= Beginning of Section =

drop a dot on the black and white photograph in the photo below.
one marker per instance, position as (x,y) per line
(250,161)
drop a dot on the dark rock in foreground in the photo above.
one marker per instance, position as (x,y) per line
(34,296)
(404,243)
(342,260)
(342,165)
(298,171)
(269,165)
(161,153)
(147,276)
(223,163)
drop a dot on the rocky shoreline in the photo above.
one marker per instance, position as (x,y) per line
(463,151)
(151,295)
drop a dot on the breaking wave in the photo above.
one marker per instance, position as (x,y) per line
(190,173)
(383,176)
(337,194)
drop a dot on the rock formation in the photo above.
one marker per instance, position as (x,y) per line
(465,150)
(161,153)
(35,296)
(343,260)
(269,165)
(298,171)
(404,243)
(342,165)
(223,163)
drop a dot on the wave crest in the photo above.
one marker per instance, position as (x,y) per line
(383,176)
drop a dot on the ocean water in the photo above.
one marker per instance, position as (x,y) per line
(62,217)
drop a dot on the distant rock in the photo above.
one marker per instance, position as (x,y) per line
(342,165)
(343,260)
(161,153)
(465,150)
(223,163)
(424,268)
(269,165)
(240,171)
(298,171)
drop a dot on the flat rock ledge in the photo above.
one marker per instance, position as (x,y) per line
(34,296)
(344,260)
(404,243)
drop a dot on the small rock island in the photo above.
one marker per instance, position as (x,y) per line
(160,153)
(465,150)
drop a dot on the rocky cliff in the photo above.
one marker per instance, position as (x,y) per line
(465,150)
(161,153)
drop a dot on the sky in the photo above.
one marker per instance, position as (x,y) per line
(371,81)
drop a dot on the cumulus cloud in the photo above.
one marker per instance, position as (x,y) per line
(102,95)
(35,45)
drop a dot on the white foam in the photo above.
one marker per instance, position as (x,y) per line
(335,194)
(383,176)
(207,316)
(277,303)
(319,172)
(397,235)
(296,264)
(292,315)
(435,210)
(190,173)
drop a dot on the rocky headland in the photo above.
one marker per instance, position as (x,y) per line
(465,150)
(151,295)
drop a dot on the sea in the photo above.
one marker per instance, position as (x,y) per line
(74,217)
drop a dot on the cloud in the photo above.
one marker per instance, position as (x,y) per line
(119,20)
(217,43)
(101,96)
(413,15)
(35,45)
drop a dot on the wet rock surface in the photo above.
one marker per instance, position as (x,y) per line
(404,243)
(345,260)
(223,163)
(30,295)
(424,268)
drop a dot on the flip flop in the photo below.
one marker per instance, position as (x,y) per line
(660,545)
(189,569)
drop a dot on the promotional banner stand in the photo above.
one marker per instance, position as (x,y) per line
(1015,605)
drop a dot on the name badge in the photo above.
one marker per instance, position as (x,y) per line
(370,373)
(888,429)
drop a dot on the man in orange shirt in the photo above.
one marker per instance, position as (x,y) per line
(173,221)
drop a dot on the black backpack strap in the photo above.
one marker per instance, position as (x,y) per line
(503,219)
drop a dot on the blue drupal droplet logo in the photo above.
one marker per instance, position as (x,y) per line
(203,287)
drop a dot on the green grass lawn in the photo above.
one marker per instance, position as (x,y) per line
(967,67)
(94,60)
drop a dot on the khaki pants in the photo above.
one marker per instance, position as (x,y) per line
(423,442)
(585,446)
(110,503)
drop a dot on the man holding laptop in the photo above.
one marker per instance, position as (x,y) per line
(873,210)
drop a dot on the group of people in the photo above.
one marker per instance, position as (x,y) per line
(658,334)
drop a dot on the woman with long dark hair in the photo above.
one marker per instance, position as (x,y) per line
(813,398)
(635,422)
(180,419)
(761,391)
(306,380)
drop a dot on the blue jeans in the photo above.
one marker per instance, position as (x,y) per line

= End of Section =

● **To do**: Looking at the records above, say how many lines hold the string "cloud". Write nothing but the number.

● **Result below**: 2